● **What you need to do**: Lay out the material below as a Markdown table with the columns Row and Material line, covering only the lines from the line with "Mark each instance of the scattered" to the line with "x=560 y=1086", both included. Number each row and leave out any blank lines.

● **Input for this task**:
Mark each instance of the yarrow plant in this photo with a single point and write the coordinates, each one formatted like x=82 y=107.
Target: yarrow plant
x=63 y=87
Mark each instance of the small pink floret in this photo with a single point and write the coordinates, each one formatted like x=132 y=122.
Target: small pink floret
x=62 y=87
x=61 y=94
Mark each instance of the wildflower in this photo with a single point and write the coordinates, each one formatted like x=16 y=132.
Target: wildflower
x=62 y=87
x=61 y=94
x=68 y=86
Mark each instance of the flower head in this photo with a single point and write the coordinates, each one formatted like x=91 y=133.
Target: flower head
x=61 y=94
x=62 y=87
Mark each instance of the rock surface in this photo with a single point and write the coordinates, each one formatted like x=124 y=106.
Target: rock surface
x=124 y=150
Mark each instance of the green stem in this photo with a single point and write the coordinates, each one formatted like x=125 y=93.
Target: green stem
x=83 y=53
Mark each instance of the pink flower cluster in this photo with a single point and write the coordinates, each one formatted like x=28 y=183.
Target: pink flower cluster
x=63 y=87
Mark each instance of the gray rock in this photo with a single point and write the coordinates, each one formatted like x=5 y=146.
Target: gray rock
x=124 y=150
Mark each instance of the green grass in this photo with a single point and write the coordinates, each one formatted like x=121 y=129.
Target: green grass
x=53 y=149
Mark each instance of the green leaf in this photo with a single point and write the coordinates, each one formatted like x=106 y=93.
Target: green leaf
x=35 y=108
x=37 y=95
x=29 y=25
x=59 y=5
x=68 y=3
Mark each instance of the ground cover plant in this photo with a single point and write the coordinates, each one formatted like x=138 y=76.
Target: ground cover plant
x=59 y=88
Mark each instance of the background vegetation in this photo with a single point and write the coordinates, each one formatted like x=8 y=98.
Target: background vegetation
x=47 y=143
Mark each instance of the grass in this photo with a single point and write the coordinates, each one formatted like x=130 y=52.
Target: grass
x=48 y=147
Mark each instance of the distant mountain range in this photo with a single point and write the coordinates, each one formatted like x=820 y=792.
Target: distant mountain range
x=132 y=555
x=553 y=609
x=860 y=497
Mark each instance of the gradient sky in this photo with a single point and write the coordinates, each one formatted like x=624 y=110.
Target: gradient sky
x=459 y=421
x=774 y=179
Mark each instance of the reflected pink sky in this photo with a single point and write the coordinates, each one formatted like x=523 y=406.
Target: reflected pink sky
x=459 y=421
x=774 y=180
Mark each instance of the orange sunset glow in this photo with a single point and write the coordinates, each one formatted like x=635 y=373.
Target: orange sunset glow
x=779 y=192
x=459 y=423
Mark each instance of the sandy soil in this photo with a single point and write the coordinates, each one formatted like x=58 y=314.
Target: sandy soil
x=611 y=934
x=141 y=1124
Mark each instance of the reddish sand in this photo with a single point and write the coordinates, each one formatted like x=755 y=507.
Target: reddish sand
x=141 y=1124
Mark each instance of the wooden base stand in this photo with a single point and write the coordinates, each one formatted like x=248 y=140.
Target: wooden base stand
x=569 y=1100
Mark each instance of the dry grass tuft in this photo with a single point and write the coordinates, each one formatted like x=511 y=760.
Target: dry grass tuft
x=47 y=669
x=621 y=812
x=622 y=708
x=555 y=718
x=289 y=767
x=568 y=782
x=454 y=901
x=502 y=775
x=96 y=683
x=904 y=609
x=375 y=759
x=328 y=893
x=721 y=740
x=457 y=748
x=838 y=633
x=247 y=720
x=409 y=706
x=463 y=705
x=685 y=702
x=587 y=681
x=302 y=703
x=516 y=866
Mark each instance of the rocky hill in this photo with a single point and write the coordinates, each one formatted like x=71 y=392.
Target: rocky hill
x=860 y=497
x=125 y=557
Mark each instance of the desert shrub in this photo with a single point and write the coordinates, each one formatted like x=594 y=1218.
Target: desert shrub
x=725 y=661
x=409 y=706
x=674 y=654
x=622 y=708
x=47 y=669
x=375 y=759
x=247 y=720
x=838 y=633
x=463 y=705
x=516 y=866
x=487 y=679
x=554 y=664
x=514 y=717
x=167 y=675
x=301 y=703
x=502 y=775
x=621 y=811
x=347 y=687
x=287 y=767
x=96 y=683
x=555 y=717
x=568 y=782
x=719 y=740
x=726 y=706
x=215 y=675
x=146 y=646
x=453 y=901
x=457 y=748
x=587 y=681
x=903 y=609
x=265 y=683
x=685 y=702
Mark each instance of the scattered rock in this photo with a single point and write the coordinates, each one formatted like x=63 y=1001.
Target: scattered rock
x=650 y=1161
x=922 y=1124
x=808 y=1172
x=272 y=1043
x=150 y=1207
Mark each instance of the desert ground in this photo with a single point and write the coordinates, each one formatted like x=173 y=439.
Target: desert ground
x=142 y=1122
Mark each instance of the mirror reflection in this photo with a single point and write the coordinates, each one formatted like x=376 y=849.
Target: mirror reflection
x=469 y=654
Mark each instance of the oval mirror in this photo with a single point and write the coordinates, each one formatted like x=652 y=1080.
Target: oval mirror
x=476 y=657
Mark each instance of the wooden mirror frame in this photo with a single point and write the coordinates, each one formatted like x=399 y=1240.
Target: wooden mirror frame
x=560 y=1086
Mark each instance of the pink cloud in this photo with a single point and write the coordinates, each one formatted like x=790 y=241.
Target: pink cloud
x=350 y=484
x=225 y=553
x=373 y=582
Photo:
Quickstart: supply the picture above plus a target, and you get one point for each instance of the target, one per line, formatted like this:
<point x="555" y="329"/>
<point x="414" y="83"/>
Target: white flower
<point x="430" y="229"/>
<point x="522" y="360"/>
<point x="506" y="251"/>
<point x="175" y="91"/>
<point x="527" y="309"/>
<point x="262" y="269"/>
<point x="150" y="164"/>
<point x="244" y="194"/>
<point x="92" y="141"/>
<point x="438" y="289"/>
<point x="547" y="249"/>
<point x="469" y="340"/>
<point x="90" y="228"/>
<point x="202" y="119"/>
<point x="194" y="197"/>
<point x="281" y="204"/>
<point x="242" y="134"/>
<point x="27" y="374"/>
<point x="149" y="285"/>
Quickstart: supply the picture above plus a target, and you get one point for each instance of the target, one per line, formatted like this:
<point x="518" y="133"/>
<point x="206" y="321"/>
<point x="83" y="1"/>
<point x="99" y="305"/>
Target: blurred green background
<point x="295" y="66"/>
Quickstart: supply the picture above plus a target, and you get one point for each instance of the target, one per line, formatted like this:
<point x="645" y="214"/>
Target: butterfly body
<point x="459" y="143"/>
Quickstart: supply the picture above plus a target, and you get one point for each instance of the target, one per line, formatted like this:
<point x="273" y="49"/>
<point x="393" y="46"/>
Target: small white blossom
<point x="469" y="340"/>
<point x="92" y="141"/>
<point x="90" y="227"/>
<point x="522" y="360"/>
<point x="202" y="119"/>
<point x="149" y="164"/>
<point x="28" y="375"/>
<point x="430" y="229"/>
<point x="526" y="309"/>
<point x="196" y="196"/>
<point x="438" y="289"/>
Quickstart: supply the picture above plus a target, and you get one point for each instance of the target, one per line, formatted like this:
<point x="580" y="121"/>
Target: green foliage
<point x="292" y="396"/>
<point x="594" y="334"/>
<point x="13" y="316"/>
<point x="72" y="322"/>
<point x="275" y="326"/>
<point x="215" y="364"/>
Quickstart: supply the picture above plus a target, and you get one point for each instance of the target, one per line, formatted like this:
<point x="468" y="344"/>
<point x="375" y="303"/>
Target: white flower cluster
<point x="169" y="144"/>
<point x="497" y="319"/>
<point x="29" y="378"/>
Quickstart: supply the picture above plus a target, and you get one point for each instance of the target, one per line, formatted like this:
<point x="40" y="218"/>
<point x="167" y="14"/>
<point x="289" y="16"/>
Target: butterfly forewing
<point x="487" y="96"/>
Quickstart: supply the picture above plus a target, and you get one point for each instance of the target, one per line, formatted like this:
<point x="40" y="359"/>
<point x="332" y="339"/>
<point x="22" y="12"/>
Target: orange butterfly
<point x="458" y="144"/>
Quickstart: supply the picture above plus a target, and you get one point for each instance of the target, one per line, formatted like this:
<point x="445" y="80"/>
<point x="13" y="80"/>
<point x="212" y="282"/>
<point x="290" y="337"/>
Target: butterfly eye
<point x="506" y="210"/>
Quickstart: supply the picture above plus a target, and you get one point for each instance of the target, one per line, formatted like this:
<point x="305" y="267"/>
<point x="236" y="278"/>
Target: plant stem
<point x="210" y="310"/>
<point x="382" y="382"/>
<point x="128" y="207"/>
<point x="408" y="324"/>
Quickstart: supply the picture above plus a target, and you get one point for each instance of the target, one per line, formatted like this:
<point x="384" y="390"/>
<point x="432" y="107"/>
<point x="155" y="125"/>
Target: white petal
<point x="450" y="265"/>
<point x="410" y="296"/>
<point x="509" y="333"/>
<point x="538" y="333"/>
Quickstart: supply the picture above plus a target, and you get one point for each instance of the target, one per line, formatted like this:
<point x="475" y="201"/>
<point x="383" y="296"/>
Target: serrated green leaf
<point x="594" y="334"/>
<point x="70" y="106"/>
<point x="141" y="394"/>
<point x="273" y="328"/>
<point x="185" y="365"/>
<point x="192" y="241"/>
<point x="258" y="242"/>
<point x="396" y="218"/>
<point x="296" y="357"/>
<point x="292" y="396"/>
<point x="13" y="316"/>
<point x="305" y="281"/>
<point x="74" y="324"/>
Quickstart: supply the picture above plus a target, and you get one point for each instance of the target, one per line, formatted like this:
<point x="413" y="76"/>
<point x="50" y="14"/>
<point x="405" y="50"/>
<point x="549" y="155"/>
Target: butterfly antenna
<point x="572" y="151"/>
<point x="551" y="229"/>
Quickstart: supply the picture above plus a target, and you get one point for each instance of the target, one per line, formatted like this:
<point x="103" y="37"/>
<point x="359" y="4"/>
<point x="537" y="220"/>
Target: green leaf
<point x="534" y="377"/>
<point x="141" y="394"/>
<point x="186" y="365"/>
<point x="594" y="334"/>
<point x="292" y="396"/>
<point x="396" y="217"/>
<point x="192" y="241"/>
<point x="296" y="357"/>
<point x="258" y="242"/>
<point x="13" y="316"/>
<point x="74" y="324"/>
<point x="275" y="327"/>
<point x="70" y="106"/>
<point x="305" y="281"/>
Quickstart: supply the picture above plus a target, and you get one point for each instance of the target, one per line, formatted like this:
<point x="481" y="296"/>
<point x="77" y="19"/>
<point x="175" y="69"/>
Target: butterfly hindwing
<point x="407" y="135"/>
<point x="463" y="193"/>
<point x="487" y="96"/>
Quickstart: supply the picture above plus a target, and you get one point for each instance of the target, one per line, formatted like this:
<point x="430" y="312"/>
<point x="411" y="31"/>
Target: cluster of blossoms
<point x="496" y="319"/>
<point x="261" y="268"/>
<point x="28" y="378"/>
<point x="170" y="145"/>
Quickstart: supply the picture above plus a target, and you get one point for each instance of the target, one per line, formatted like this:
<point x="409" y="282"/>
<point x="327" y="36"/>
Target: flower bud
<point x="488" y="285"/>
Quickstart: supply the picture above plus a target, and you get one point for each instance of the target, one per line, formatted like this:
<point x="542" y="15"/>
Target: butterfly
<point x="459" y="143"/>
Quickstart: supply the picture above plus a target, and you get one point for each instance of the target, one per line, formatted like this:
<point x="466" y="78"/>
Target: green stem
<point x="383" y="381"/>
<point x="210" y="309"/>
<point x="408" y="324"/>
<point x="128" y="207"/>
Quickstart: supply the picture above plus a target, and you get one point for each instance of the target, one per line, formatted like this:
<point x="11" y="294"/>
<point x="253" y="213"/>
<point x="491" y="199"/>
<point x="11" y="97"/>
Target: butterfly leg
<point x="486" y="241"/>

● **Written reply**:
| Row | Material line |
|---|---|
| 1 | Mark each instance of the scattered rock in this photo with a single point and write the coordinates, each one formatted like x=63 y=1001. |
| 2 | Target: scattered rock |
| 3 | x=650 y=1161 |
| 4 | x=922 y=1124 |
| 5 | x=808 y=1172 |
| 6 | x=272 y=1043 |
| 7 | x=150 y=1207 |
| 8 | Mark each instance of the desert ground in this photo with a single point and write the coordinates, each one formatted like x=173 y=439. |
| 9 | Target: desert ground |
| 10 | x=142 y=1122 |
| 11 | Mark each instance of the mirror reflection in this photo with a single point and write the coordinates, each one formatted like x=376 y=849. |
| 12 | Target: mirror reflection |
| 13 | x=469 y=654 |
| 14 | Mark each instance of the oval mirror in this photo with a single point and write the coordinates, each one formatted like x=652 y=1080. |
| 15 | Target: oval mirror |
| 16 | x=476 y=657 |
| 17 | Mark each instance of the wooden mirror frame in this photo with a single point and write the coordinates, each one formatted like x=399 y=1240. |
| 18 | Target: wooden mirror frame |
| 19 | x=560 y=1086 |